### TAREFAS A FAZER
1 - Responda com base no texto sobre Hipódamos e Hipócrates:
(a) Quem inaugurou a escola de filosofia de onde veio Hipódamos?
(b) Em que ilha viveu Hipócrates?
(c) Para fazer o quê Hipódamos foi chamado a Atenas?
2 - Digite de novo, sem mudar nada, o trecho do texto sobre Hipódamos e Hipócrates que vai de "16 DE DEZEMBRO" até "pensador do urbanismo.", incluindo estas últimas palavras.

### BLOCO DE TEXTO
● ● ● ● ● ● ●

16 DE DEZEMBRO DE 2023
FRANCISCO MARSHALL
HIPÓDAMOS E HIPÓCRATES
A escola de filosofia inaugurada por Tales de Mileto (626-545 a.C.) instaurou um espírito de argúcia que animou muitas gerações de intelectuais para que seguissem transformando o mundo, criando conceitos e metodologias aplicadas ao pensamento especulativo e à vida social. Dessa escola, proveio Hipódamos de Mileto (496-408 a.C.), o primeiro pensador do urbanismo.
Na ilha de Kós, próxima de Mileto, viveu o primeiro médico moderno, Hipócrates (460-370 a.C.), autor do célebre juramento e de uma nova medicina, analítica e laica. Hipódamos viveu na era em que as cidades gregas se reconstruíam após as Guerras Greco-Pérsicas (490-479 a.C.), e o faziam com o otimismo dos vencedores, animados pela aura de um regime revolucionário, a isonomia ateniense. Ainda jovem, Hipódamos foi chamado a Atenas para reconstruir o porto do Pireu, destruído pelos persas; ali implantou um sistema urbano geométrico, equilibrado, que perdura até hoje não apenas naquele bairro, mas em milhares de cidades de todo o mundo, que aplicaram o sistema hipodâmico, uma grade de quarteirões em escala proporcional, que dá ordem ao território, e permite distribuírem-se funções e serviços da cidade de modo planificado, com racionalidade.

● ● ● ● ● ● ●

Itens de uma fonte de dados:
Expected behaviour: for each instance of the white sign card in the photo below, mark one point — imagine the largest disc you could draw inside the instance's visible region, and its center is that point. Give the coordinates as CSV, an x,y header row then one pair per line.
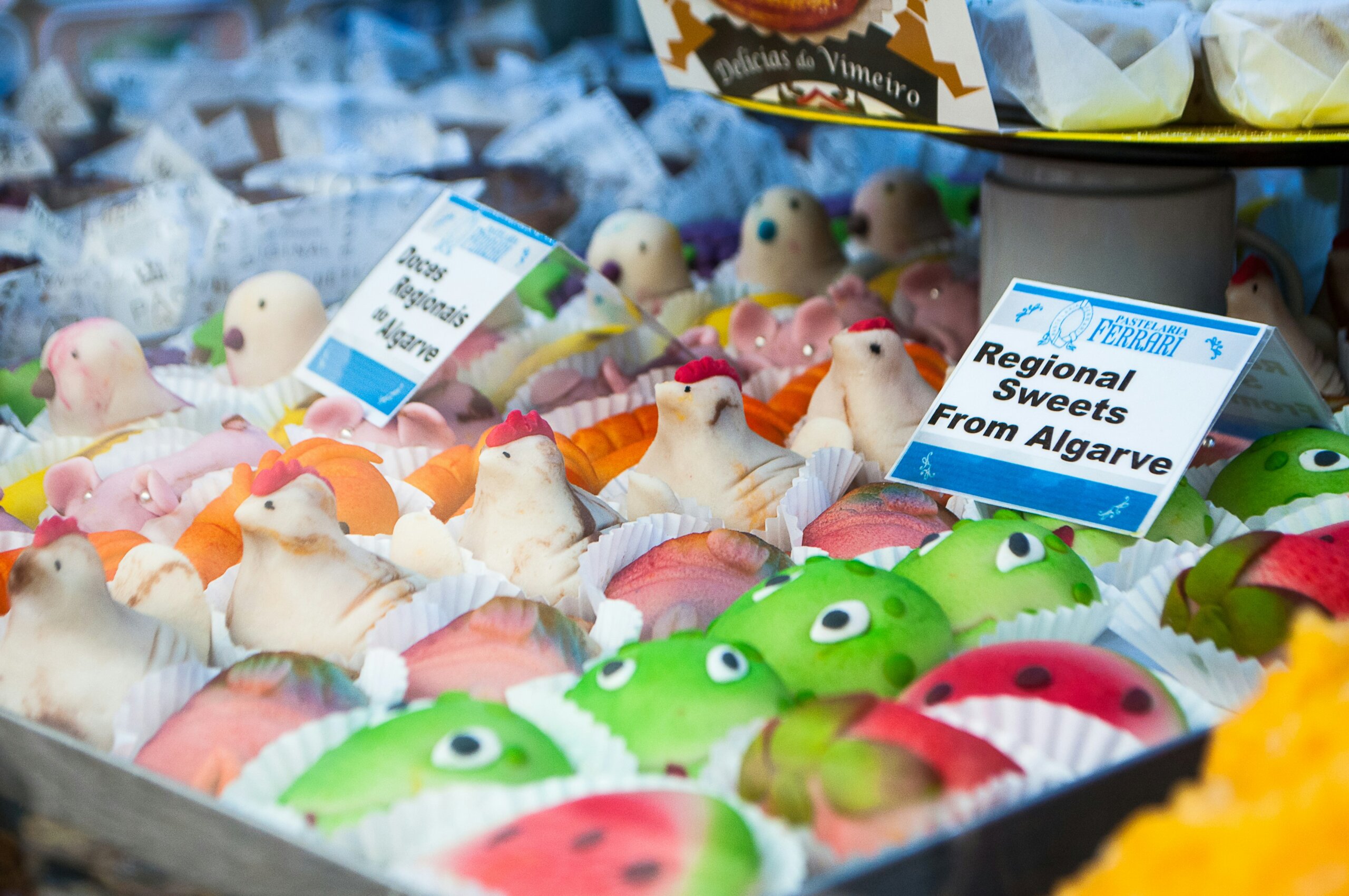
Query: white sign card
x,y
456,263
1089,407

● ● ● ● ● ● ●

### RESPOSTAS ESPERADAS
1 -
(a) Tales de Mileto.
(b) Na ilha de Kós.
(c) Para reconstruir o porto do Pireu, destruído pelos persas.

2 -
16 DE DEZEMBRO DE 2023
FRANCISCO MARSHALL
HIPÓDAMOS E HIPÓCRATES
A escola de filosofia inaugurada por Tales de Mileto (626-545 a.C.) instaurou um espírito de argúcia que animou muitas gerações de intelectuais para que seguissem transformando o mundo, criando conceitos e metodologias aplicadas ao pensamento especulativo e à vida social. Dessa escola, proveio Hipódamos de Mileto (496-408 a.C.), o primeiro pensador do urbanismo.